What to do >> Exactly the lines from the one containing "Query: green vegetation" through the final line of the listing are to be retyped, and nothing more.

Information given >>
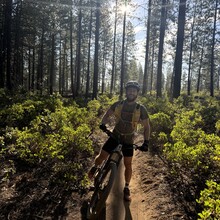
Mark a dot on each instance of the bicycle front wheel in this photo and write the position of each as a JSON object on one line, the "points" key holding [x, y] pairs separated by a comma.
{"points": [[102, 191]]}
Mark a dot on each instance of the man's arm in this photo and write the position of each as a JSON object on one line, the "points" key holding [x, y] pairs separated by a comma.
{"points": [[146, 124], [106, 116]]}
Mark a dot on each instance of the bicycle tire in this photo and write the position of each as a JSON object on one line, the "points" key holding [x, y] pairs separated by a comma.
{"points": [[96, 204]]}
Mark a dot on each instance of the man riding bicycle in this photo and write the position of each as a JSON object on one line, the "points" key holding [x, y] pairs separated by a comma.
{"points": [[128, 114]]}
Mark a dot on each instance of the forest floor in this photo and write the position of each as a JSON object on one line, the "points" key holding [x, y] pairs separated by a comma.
{"points": [[29, 195]]}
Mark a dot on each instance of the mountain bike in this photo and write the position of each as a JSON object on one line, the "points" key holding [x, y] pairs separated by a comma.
{"points": [[104, 179]]}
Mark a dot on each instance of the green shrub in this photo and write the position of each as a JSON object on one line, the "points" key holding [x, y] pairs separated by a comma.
{"points": [[210, 201]]}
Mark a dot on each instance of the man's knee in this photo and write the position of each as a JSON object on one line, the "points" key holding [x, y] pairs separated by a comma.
{"points": [[103, 155]]}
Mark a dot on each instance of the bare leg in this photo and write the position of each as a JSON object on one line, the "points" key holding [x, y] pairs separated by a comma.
{"points": [[101, 157], [128, 169]]}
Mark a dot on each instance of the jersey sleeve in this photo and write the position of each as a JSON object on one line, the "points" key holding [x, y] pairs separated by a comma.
{"points": [[113, 106], [144, 113]]}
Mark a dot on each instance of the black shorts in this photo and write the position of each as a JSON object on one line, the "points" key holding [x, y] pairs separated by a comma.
{"points": [[111, 144]]}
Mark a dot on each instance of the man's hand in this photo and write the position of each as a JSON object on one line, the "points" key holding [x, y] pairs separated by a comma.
{"points": [[103, 127], [144, 146]]}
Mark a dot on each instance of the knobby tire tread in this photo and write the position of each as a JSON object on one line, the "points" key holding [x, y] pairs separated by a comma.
{"points": [[112, 167]]}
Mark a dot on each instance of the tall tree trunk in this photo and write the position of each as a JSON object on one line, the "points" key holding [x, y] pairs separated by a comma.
{"points": [[96, 56], [179, 49], [78, 51], [71, 55], [52, 66], [123, 54], [190, 52], [114, 45], [40, 63], [7, 31], [213, 52], [3, 41], [145, 80], [88, 60], [17, 65], [161, 43]]}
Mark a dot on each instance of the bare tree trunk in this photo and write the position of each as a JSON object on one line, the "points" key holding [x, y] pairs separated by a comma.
{"points": [[161, 43], [190, 54], [8, 15], [123, 54], [52, 66], [88, 61], [78, 51], [213, 53], [71, 55], [40, 62], [114, 43], [145, 80], [179, 49], [96, 56]]}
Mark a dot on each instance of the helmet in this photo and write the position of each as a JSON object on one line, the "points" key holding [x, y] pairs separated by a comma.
{"points": [[132, 84]]}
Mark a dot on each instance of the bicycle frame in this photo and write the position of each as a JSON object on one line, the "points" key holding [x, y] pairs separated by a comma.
{"points": [[103, 181]]}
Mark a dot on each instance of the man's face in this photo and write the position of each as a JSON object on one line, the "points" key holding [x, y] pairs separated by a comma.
{"points": [[131, 94]]}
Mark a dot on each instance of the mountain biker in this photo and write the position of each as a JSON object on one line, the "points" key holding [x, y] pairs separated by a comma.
{"points": [[128, 113]]}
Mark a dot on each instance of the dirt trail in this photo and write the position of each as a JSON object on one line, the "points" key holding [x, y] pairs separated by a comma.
{"points": [[151, 197], [29, 196]]}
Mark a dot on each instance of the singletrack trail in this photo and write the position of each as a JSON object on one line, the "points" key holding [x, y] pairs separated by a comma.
{"points": [[29, 194], [151, 196]]}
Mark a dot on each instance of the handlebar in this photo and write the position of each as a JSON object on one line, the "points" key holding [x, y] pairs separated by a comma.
{"points": [[110, 134]]}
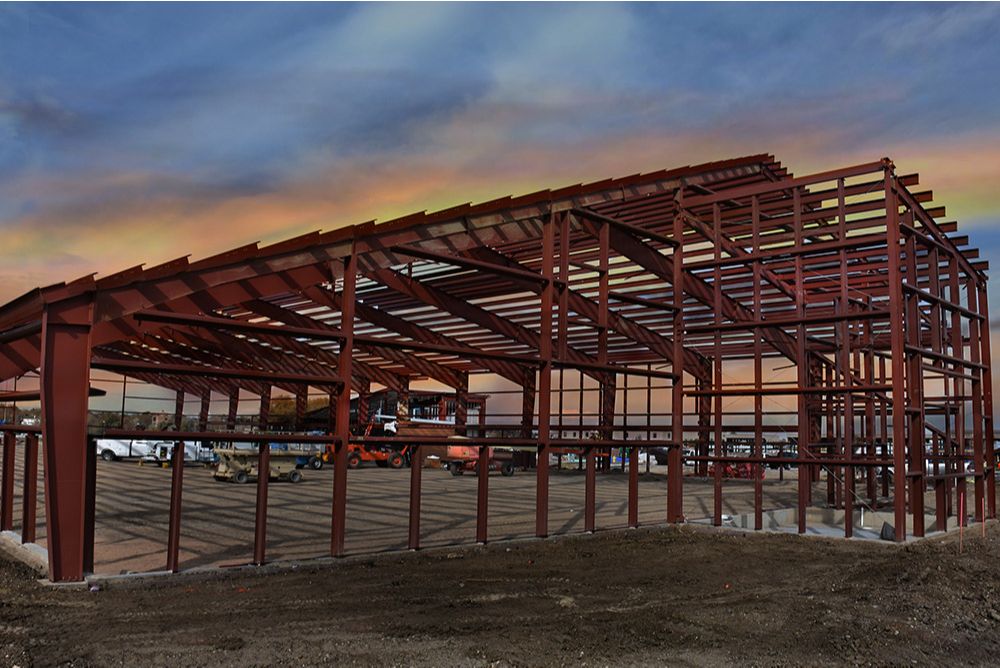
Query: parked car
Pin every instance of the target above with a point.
(162, 453)
(660, 454)
(113, 449)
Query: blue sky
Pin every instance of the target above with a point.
(139, 132)
(132, 127)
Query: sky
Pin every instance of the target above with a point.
(135, 133)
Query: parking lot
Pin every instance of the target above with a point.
(218, 517)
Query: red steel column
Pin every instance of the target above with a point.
(758, 375)
(343, 420)
(633, 486)
(846, 345)
(29, 500)
(179, 410)
(174, 525)
(545, 380)
(898, 356)
(90, 507)
(987, 384)
(483, 496)
(717, 354)
(260, 517)
(675, 459)
(206, 400)
(590, 494)
(65, 380)
(7, 483)
(265, 408)
(978, 455)
(234, 406)
(301, 403)
(416, 468)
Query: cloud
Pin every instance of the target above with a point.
(911, 28)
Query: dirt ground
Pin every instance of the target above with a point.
(679, 596)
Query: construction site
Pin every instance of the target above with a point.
(676, 361)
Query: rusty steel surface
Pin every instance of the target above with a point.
(835, 314)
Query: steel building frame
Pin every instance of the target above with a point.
(843, 274)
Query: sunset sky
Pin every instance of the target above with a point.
(137, 133)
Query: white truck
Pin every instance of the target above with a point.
(113, 449)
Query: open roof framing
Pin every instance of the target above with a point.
(846, 274)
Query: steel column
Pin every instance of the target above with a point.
(233, 409)
(898, 355)
(675, 459)
(590, 492)
(416, 468)
(179, 410)
(29, 498)
(482, 496)
(545, 379)
(174, 522)
(65, 385)
(7, 482)
(343, 421)
(260, 516)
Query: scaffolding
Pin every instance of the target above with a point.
(676, 277)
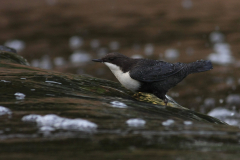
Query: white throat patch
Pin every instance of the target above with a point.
(123, 78)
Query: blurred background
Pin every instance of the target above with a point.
(64, 35)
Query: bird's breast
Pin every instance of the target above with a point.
(124, 78)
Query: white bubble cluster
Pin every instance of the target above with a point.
(52, 122)
(80, 57)
(118, 104)
(19, 96)
(136, 122)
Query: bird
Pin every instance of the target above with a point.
(151, 76)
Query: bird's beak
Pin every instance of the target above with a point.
(97, 60)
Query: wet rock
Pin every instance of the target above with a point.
(94, 116)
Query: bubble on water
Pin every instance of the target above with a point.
(189, 51)
(101, 52)
(222, 48)
(216, 37)
(95, 43)
(148, 49)
(118, 104)
(35, 63)
(171, 54)
(16, 44)
(233, 99)
(4, 110)
(187, 4)
(209, 102)
(137, 56)
(168, 122)
(52, 122)
(59, 61)
(136, 47)
(221, 100)
(114, 45)
(19, 96)
(221, 112)
(75, 42)
(187, 123)
(228, 116)
(230, 81)
(80, 57)
(136, 122)
(45, 62)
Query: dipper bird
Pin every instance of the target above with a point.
(151, 76)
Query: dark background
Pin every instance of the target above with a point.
(46, 26)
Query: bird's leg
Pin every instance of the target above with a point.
(165, 101)
(162, 96)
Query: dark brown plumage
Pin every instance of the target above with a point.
(151, 76)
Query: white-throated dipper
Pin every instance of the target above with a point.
(151, 76)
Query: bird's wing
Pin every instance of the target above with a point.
(154, 70)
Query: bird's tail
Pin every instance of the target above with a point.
(199, 66)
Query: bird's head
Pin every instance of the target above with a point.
(113, 58)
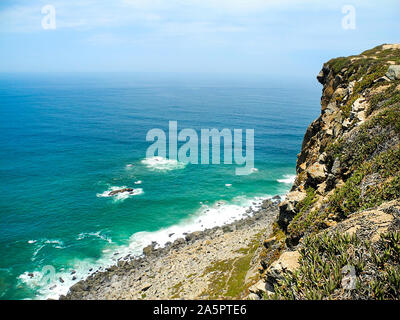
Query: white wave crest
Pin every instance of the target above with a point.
(121, 195)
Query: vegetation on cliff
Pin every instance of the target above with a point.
(348, 169)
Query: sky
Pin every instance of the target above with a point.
(266, 37)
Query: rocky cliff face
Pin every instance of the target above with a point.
(348, 169)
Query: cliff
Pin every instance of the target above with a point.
(337, 234)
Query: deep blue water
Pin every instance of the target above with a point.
(66, 139)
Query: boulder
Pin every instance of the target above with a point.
(261, 288)
(316, 174)
(393, 72)
(288, 262)
(113, 193)
(287, 208)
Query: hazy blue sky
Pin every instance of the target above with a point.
(268, 37)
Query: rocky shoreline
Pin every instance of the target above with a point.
(189, 268)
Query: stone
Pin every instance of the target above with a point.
(393, 72)
(113, 193)
(146, 287)
(269, 242)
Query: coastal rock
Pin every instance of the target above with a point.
(287, 208)
(288, 262)
(261, 288)
(115, 192)
(393, 72)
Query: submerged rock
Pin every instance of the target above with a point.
(115, 192)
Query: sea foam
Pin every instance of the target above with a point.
(120, 196)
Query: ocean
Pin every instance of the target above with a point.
(69, 139)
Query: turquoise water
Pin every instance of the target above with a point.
(69, 138)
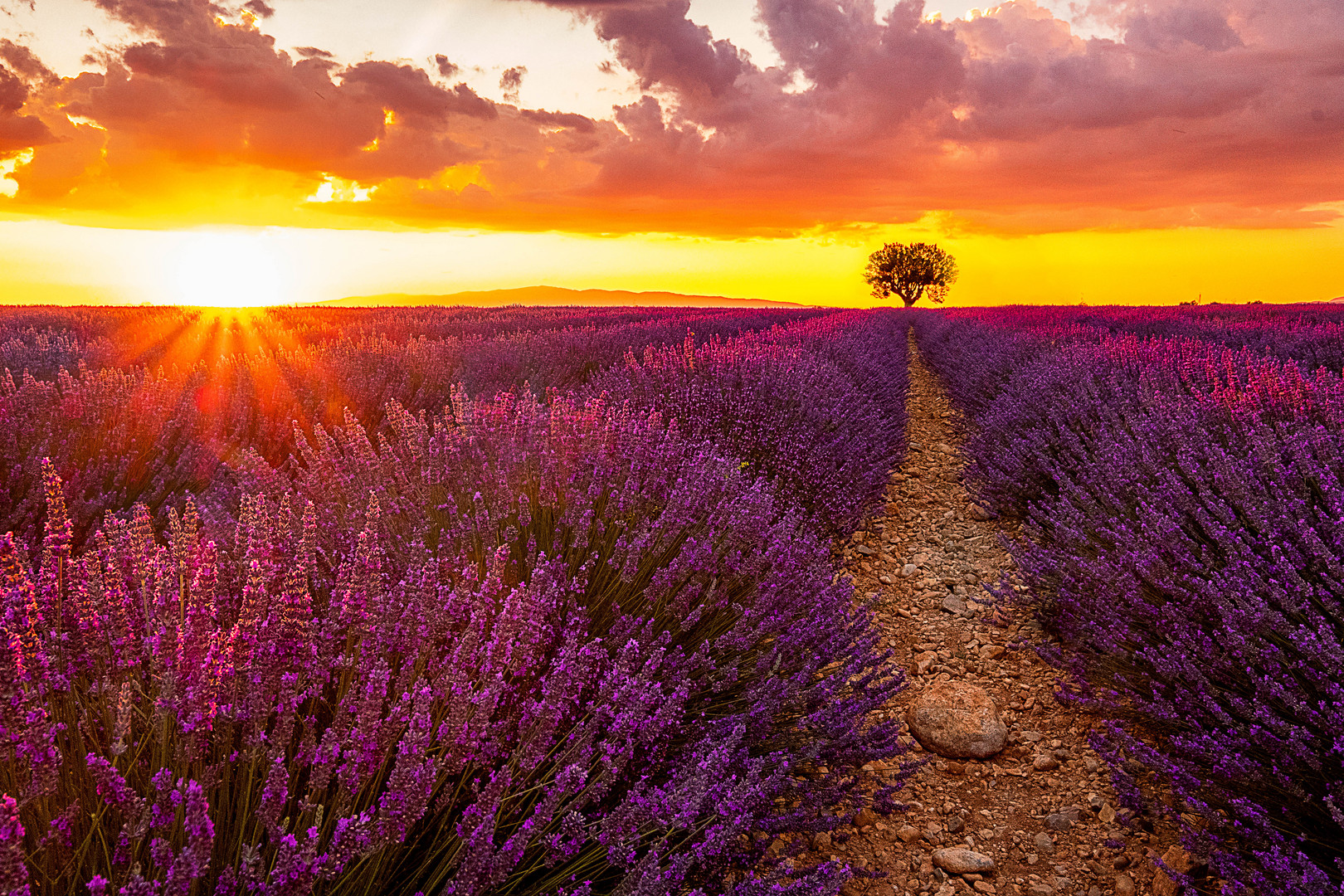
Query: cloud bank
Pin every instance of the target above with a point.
(1196, 113)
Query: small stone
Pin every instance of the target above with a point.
(957, 720)
(962, 861)
(1058, 821)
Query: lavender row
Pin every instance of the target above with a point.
(1183, 536)
(229, 386)
(516, 646)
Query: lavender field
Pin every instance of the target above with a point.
(548, 601)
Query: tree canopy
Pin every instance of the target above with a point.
(910, 271)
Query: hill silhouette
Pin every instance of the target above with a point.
(554, 296)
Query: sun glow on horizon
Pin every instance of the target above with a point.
(229, 270)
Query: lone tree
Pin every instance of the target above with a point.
(910, 271)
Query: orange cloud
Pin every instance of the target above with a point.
(1199, 113)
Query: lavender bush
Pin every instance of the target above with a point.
(1181, 507)
(515, 648)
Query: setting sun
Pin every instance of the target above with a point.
(230, 270)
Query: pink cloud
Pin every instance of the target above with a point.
(1215, 112)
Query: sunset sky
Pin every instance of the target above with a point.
(292, 151)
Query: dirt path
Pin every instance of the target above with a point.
(1042, 807)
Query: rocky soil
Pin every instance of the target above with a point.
(1011, 800)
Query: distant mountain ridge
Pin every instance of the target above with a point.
(554, 296)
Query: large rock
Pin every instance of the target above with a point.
(962, 861)
(957, 720)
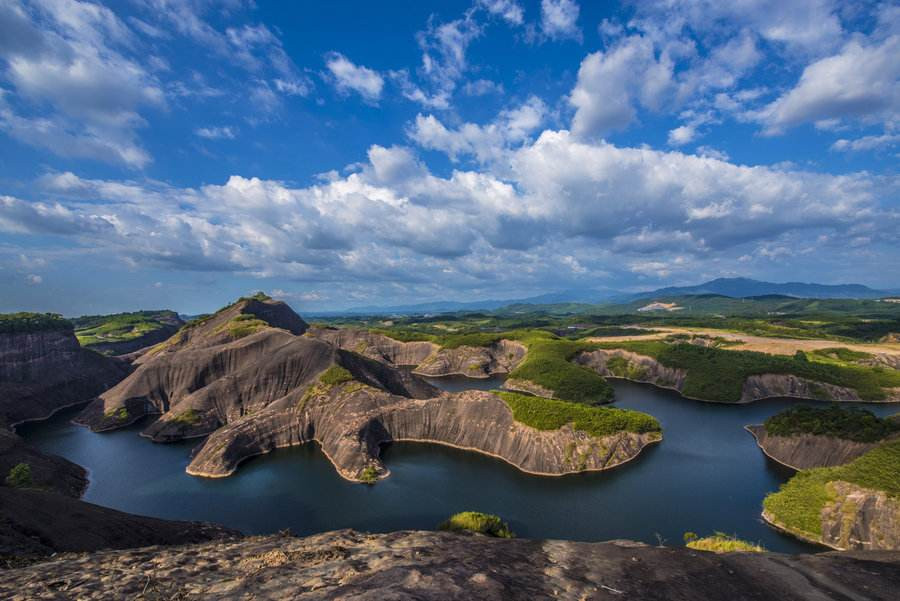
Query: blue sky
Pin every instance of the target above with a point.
(179, 153)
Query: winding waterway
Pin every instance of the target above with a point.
(706, 475)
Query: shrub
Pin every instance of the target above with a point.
(474, 521)
(19, 476)
(847, 423)
(549, 414)
(721, 543)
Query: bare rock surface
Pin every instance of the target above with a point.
(638, 368)
(805, 451)
(43, 371)
(424, 566)
(352, 421)
(39, 522)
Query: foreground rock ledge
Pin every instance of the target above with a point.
(432, 565)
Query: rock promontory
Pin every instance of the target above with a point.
(425, 566)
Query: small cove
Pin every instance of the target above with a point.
(706, 475)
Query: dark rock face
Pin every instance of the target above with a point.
(41, 372)
(38, 522)
(428, 358)
(351, 422)
(805, 451)
(47, 471)
(426, 566)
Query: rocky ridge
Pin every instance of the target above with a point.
(425, 566)
(252, 390)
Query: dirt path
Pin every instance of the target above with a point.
(747, 342)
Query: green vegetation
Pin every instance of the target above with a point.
(482, 523)
(719, 375)
(798, 504)
(368, 474)
(16, 323)
(549, 365)
(121, 413)
(335, 375)
(19, 476)
(850, 424)
(188, 418)
(121, 327)
(549, 414)
(720, 543)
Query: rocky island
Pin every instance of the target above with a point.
(251, 378)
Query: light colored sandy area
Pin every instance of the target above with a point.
(775, 346)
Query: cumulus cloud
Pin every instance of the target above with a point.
(559, 19)
(862, 81)
(216, 133)
(348, 76)
(563, 206)
(485, 142)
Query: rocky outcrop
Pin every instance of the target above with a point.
(428, 358)
(45, 370)
(474, 361)
(351, 422)
(620, 363)
(805, 451)
(39, 522)
(376, 346)
(47, 471)
(431, 566)
(786, 385)
(860, 518)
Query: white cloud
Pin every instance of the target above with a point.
(609, 208)
(867, 143)
(559, 19)
(509, 10)
(861, 82)
(348, 76)
(216, 133)
(486, 143)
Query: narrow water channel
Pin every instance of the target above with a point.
(707, 475)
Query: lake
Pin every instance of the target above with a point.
(706, 475)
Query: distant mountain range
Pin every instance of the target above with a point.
(734, 287)
(745, 287)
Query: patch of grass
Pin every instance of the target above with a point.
(722, 543)
(121, 413)
(847, 423)
(335, 375)
(799, 502)
(548, 364)
(23, 322)
(475, 521)
(368, 474)
(19, 476)
(188, 418)
(549, 414)
(719, 375)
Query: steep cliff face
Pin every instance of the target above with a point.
(45, 370)
(351, 422)
(860, 518)
(47, 471)
(639, 368)
(785, 385)
(425, 566)
(428, 358)
(376, 346)
(805, 451)
(40, 522)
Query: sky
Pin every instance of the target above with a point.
(180, 153)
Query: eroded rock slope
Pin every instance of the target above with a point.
(427, 566)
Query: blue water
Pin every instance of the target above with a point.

Finished task >>
Query: green vegetation
Pin every instance of the target above with a point.
(482, 523)
(719, 375)
(798, 504)
(368, 474)
(16, 323)
(549, 365)
(121, 413)
(335, 375)
(19, 476)
(850, 424)
(188, 418)
(121, 327)
(549, 414)
(720, 543)
Query: rocky island
Pin every instance of the target above with a point.
(251, 378)
Query: light colored sandy area
Pin every instance of the target above with a point.
(775, 346)
Query: cumulus cloud
Pin every instance of the target above with a point.
(559, 19)
(862, 81)
(216, 133)
(348, 76)
(563, 206)
(485, 142)
Query: rocky outcrop
Pin every instance of the target above with a point.
(428, 358)
(45, 370)
(474, 361)
(351, 422)
(620, 363)
(805, 451)
(39, 522)
(376, 346)
(47, 471)
(431, 566)
(786, 385)
(860, 518)
Query: white cloud
Pin every instance of the target above with a point.
(609, 208)
(867, 143)
(559, 19)
(509, 10)
(861, 82)
(348, 76)
(216, 133)
(486, 143)
Query: narrow water channel
Pin every instance of the target above with a point.
(707, 475)
Query: lake
Pin every instance of the target above with a point.
(706, 475)
Query: distant mountain range
Pin every instance of the target above with a point.
(734, 287)
(745, 287)
Query: patch of grass
Pin every instance of the target above with a point.
(722, 543)
(121, 413)
(847, 423)
(335, 375)
(799, 502)
(548, 364)
(23, 322)
(475, 521)
(368, 474)
(19, 476)
(188, 418)
(549, 414)
(719, 375)
Query: steep cliff face
Pin every instance of the target above with a point.
(45, 370)
(351, 422)
(860, 518)
(47, 471)
(639, 368)
(785, 385)
(425, 566)
(428, 358)
(376, 346)
(805, 451)
(40, 522)
Query: sky
Pin every instance of the target above with a point.
(180, 153)
Query: eroded rock slope
Pin every instance of the target above with a point.
(427, 566)
Query: blue water
Pin every instance of the target above with a point.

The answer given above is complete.